Exercise brief :: Each line below is to be copied exactly as it appears.

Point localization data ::
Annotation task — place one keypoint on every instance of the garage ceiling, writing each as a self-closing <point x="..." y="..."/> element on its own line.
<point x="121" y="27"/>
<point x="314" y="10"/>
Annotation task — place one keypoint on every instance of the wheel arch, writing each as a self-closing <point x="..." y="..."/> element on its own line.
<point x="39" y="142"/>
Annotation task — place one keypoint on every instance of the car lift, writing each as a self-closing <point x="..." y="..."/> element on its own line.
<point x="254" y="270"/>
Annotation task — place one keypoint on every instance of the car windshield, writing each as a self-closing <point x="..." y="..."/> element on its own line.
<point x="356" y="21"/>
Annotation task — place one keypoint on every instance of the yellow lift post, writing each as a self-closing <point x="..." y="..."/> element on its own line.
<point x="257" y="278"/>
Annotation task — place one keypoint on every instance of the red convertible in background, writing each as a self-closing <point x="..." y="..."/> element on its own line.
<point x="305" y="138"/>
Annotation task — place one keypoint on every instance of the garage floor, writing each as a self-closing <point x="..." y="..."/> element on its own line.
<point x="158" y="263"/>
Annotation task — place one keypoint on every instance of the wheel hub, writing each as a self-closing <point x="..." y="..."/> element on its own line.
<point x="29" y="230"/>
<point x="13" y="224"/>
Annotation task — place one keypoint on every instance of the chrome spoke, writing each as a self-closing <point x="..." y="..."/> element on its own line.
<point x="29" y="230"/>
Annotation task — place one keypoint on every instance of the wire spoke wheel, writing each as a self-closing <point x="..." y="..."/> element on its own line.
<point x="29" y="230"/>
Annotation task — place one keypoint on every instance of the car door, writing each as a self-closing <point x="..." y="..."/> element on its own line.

Task result ::
Annotation task — place one keypoint on every instance of the garage ceiling, writing each as a self-closing <point x="..." y="..."/> element on its own line.
<point x="121" y="27"/>
<point x="314" y="10"/>
Annotation task — place one keypoint on every instance of the wheel arch, writing each as a self-closing <point x="..." y="..."/> element on its own line.
<point x="39" y="142"/>
Annotation task — place one keypoint on every instance of the car lift, writing each as a self-closing <point x="..." y="..."/> element on its own line.
<point x="254" y="270"/>
Annotation task — place one keypoint on every instance of the car windshield, writing each as a self-closing <point x="..." y="..."/> element on its own line.
<point x="356" y="21"/>
Annotation task — place one keypoint on every instance of the yellow lift post, writing each as a self-closing <point x="..." y="..."/> element on its own line.
<point x="257" y="278"/>
Annotation task — place one keypoint on every instance of the red convertible in background, writing each as a self-closing <point x="..." y="..."/> element on its own line.
<point x="305" y="138"/>
Annotation task — place one keypoint on every instance of the garage floor, writing each as a self-closing <point x="..." y="..."/> element on its own line.
<point x="158" y="263"/>
Annotation task — place one keypoint on every instance of the wheel hub, writing each as a self-closing <point x="..." y="..."/> element on its own line.
<point x="29" y="230"/>
<point x="13" y="224"/>
Annotation task — place one keypoint on every instance of the chrome spoke, writing each as a self-closing <point x="..." y="..."/> element on its own line.
<point x="29" y="230"/>
Annotation task — place one keypoint on every instance of the wire spoke wheel, writing each as a self-closing <point x="..." y="..."/> element on its own line.
<point x="29" y="230"/>
Annotation task — place one keypoint on every instance of the car door, writing each as a self-closing <point x="..." y="..."/> element on its own line.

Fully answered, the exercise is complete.